*** Opening of INPUT FOR THIS TASK ***
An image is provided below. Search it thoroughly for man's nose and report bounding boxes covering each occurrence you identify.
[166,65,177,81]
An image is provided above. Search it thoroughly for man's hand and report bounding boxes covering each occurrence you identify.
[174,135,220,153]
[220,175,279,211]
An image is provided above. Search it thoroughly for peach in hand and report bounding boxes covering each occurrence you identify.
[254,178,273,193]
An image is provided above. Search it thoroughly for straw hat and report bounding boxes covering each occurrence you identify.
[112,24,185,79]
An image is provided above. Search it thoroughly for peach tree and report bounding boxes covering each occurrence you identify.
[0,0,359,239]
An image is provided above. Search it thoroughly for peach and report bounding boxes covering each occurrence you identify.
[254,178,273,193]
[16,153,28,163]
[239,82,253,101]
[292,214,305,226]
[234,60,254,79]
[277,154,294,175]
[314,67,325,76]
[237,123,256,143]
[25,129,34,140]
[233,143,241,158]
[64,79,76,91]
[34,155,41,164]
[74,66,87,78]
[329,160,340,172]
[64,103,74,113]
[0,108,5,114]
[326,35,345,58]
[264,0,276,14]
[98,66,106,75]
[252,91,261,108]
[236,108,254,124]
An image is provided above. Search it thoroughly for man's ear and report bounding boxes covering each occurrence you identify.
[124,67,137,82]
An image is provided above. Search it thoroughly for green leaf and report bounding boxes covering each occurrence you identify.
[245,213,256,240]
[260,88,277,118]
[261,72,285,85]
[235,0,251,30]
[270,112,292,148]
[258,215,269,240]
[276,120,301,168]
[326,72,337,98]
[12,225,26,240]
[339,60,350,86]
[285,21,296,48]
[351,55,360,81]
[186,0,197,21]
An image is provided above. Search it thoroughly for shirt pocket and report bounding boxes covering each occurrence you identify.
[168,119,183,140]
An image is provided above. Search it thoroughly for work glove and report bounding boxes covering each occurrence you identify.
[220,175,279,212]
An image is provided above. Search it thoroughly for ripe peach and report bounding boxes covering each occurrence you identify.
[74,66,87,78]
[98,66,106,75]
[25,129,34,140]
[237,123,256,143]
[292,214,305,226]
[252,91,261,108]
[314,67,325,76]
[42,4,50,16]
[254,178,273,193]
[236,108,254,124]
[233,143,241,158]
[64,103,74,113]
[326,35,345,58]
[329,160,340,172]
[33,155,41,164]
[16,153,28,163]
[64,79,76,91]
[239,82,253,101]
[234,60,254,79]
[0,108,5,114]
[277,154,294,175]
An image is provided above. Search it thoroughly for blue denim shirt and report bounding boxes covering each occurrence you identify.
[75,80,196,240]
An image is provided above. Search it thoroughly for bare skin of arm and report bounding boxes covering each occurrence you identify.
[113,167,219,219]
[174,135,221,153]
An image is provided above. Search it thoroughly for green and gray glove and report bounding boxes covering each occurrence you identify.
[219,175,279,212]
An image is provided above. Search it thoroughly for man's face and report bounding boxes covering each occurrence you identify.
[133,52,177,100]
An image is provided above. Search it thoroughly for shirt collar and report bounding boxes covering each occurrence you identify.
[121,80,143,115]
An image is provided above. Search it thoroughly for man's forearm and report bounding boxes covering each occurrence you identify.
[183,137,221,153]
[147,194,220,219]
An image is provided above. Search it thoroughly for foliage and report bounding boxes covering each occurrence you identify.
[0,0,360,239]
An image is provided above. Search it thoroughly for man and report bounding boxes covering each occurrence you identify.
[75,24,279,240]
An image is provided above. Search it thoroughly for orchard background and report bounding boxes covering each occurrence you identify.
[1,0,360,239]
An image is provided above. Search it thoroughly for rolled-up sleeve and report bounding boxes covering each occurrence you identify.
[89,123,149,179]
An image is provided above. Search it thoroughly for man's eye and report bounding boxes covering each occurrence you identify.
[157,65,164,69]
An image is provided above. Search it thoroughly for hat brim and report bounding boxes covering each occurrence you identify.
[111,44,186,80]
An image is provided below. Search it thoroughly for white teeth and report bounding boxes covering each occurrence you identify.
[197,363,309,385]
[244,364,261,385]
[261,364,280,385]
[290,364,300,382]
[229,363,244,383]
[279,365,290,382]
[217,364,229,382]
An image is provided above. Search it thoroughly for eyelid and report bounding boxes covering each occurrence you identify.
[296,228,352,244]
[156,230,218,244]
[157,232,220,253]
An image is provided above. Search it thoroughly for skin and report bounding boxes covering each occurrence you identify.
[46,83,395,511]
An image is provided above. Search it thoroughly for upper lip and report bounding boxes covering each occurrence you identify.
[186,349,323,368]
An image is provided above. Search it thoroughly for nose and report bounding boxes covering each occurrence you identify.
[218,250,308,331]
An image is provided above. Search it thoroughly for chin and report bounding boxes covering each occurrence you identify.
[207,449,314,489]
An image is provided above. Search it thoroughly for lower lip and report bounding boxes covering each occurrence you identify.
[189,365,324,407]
*** Close of INPUT FOR THIS TASK ***
After reading through the records, retype all of them exactly.

RESPONSE TO THIS TASK =
An image is provided below. Search it thoroughly for man's nose and report bounding boxes covering each occurrence you identify.
[166,65,177,81]
An image is provided above. Search it thoroughly for man's hand and report bounding boxes covering each occurrence you identify.
[174,135,220,153]
[220,175,279,211]
An image is provided above. Search it thoroughly for peach in hand and report bounding boxes covering each occurrence you identify.
[254,178,273,193]
An image is provided above. Search it thoroughly for straw hat and report bounding boxes covering each occurrence you identify.
[112,24,185,79]
An image is provided above. Search it thoroughly for peach tree and report bounding boxes covering each occurrence you identify.
[0,0,359,239]
An image is provided above. Search it thoroughly for peach and report bounding boxes covering each occurrence you identify.
[254,178,273,193]
[16,153,28,163]
[239,82,253,101]
[292,214,305,226]
[234,60,254,79]
[277,154,294,175]
[314,67,325,76]
[237,123,256,143]
[25,129,34,140]
[233,143,241,158]
[64,79,76,91]
[34,155,41,164]
[74,66,87,78]
[329,160,340,172]
[64,103,74,113]
[0,108,5,114]
[326,35,345,58]
[264,0,276,14]
[98,66,106,75]
[252,91,261,108]
[236,108,254,124]
An image is provided above. Search it thoroughly for man's ear and report bounding boxes covering each occurrence you identify.
[124,67,137,82]
An image is provided above. Search it thoroughly for green leaf and report bounding boxes covering each occurrence you identify.
[245,213,256,240]
[260,88,277,118]
[261,72,285,85]
[235,0,251,30]
[270,112,292,148]
[258,215,269,240]
[276,120,301,168]
[326,72,337,98]
[12,225,26,240]
[339,60,350,86]
[285,21,296,48]
[351,55,360,81]
[186,0,197,21]
An image is provided above. Search it thoroughly for shirt pocket and report bounding boxes covering each occurrence you identify.
[168,119,183,140]
An image is provided above. Search it thoroughly for work glove and report bounding boxes covering each occurrence you identify.
[220,175,279,212]
An image is provided above. Search it thoroughly for ripe peach and report bounding boxes covering each occurrence you identify.
[74,66,87,78]
[98,66,106,75]
[25,129,34,140]
[237,123,256,143]
[292,214,305,226]
[252,91,261,108]
[314,67,325,76]
[42,4,50,16]
[254,178,273,193]
[236,108,254,124]
[233,143,241,158]
[64,103,74,113]
[326,35,345,58]
[329,160,340,172]
[33,155,41,164]
[16,153,28,163]
[64,79,76,91]
[239,82,253,101]
[234,60,254,79]
[0,108,5,114]
[277,154,294,175]
An image is provided above. Search it thoroughly for blue denim shirt and report bounding boxes covering each occurrence you identify.
[75,80,196,240]
An image is provided above. Search it thoroughly for bare skin of arm and report bounding boxes covering each occurrence you identify.
[113,167,219,219]
[174,135,221,153]
An image is provided above. Search it thoroughly for green and gray glove and report bounding boxes covering each occurrence you identify.
[219,175,279,212]
An image is provided above. Search it thoroughly for man's face and report bounding boxes covering each occurrence you identify.
[133,52,177,100]
An image is provided above. Search it thoroughly for shirt collar and report bounding boxes covering each occurrence you identify.
[121,80,143,115]
An image is provided above. Search it thoroughly for man's forearm and report bounding boxes covering each occurrence you identify.
[183,137,221,153]
[147,194,220,219]
An image is provided above. Search it thoroughly for foliage and report bounding boxes covering each occurrence you identify.
[0,0,360,239]
An image is provided above. Search it thoroughly for man and report bounding boxes covering each occurrence you identify.
[75,24,279,240]
An image is provided above. Search it thoroughly for orchard background and report bounding boxes covering each occurrence you identify.
[1,0,360,239]
An image is provided above. Search it thoroughly for rolled-up sleeve and report bounding boxes covering each occurrence you identify.
[89,123,149,179]
An image is provided above. Search it thoroughly for man's eye and report bounding boxes covering each occurrence you identify.
[157,65,164,69]
An image is provided above. Search it thoroughly for hat brim and report bounding boxes covering each occurrence you identify.
[111,44,186,80]
An image is provided below. Search it thoroughly for white teeth and report bounding boxes covering each occurrence you identify.
[197,363,309,385]
[244,364,261,385]
[261,364,280,385]
[290,364,300,382]
[229,363,244,383]
[279,365,290,382]
[217,364,229,382]
An image is provided above. Search it thoroughly for eyelid and report bounding boxes covering each occurrence you identify.
[296,228,352,244]
[156,230,218,244]
[157,232,220,253]
An image is provided above. Search it thoroughly for skin and report bounding boxes covering each occurrence you identify.
[46,83,395,511]
An image is provided above. Search it thoroughly for upper lip and report bounding boxes covering each occurrence you identify.
[186,349,323,368]
An image is provided above. Search it thoroughly for nose and report bounding boxes covering each occurrence you identify.
[218,250,308,331]
An image is provided above. Search it thoroughly for chin and report bounding boxes covering each occurrence you identify.
[207,449,314,489]
An image is provided above. Search it thoroughly for lower lip and report bounding boxes covering each occurrence you identify.
[189,365,324,407]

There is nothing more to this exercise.